> [Text section]
They appear to be much better than that this season.
After dropping their opener to the Toronto Maple Leafs, the Canadiens have responded with three straight wins under new coach Michel Therrien. The Canadiens are playing with more energy and confidence than they did a year ago, and their power play may be the reason why.
Through their first four games, the Canadiens have scored on six of their first 22 power-play opportunities. The Canadiens have been moving the puck with efficiency, and defenseman Andrei Markov has led the way with four power-play goals.
Look for Montreal's power play to get even stronger when forward Max Pacioretty returns from his early-season appendectomy (source: CBSSports.com).
The Tampa Bay Lightning should have one of the best power-play units in the NHL because they have the league's top goal scorer in Steven Stamkos.
Stamkos scored 60 goals a year ago, and he does it with a slew of weapons including a brilliant wrist shot, quick reactions on tips and rebounds and great shot accuracy.

> [Exercise] Carry on the article about NHL power-play units, starting right after its last sentence. The listing that follows has no connection to the hockey article above.

> [Entries supplied]
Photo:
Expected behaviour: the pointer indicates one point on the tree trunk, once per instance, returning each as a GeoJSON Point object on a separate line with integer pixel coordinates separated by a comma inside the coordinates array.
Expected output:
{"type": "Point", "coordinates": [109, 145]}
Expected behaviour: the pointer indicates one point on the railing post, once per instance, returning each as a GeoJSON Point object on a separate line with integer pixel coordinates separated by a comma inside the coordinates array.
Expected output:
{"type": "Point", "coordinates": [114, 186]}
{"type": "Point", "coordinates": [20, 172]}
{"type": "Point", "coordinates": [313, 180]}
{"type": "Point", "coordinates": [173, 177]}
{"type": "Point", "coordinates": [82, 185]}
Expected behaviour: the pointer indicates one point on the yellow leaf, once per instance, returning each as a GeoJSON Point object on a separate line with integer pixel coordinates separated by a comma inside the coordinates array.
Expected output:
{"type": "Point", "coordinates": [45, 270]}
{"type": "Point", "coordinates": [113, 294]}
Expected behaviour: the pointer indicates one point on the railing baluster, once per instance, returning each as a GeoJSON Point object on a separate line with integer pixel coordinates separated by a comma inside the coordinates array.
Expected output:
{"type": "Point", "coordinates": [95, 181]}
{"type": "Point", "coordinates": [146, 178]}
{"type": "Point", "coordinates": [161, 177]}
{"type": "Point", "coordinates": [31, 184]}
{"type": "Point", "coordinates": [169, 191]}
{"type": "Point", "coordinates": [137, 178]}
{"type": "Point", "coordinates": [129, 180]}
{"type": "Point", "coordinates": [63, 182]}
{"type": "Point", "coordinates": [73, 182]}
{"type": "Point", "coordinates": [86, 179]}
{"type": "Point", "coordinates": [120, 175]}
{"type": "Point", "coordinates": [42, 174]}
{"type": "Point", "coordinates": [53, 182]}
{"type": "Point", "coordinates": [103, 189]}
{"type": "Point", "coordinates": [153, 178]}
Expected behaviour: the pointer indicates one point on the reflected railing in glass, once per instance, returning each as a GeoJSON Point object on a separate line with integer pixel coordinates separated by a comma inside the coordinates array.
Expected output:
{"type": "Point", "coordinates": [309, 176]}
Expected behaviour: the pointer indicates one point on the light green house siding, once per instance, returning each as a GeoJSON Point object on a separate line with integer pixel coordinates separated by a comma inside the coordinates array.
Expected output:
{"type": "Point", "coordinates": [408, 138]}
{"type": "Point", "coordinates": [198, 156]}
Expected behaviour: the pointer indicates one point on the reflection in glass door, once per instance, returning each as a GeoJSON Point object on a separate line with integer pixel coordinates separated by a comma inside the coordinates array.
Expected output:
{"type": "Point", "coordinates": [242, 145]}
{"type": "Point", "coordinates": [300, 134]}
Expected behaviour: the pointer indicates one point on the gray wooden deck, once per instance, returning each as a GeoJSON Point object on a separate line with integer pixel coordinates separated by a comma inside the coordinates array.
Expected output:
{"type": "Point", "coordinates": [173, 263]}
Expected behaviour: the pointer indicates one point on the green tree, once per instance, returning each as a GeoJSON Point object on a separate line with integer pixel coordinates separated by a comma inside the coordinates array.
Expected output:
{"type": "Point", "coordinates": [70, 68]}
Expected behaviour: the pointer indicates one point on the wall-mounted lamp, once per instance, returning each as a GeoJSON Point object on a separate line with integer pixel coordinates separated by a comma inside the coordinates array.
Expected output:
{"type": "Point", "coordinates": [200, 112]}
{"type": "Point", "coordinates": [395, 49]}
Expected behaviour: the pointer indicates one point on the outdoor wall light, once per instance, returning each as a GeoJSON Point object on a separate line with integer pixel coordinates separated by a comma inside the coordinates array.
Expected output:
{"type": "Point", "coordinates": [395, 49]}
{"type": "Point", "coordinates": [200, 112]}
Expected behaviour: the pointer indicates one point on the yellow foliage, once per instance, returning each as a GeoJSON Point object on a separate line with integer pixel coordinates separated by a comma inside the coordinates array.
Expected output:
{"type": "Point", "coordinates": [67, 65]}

> [Response for this exercise]
Stamkos gets plenty of help from Martin St. Louis, Vincent Lecavalier and Victor Hedman on the power play.
The Lightning have scored seven power-play goals in their first 25 attempts. Though St. Louis has scored two power-play goals thus far, Stamkos has yet to hit the net.
That will not continue for much longer.
The Calgary Flames would seem to be up against it in the Western Conference.
They appear to lack the necessities to compete with the top teams like the Vancouver Canucks, San Jose Sharks, St. Louis Blues, Chicago Blackhawks and the defending Stanley Cup champion Los Angeles Kings.
Overall, they don't appear to have the young talent to compete with the up-and-coming teams in the league.
But the Flames have performed well on the power play through their first four games, and they may have the weapons to sustain that success this season.
They have connected on five of their first 17 power-play opportunities.
Lee Stempniak and Curtis Glencross have both scored a pair of power-play markers. Jarome Iginla has yet to score a power-play goal, and he should be an asset for the Flames with the man advantage this season.
The St. Louis Blues opened eyes around the NHL with their rise to the No. 2 spot in the Western Conference a year ago.
Head coach Ken Hitchcock used strong defense and discipline as the key to building one of the most efficient and toughest teams in the league.
However, the Blues were not a great offensive threat.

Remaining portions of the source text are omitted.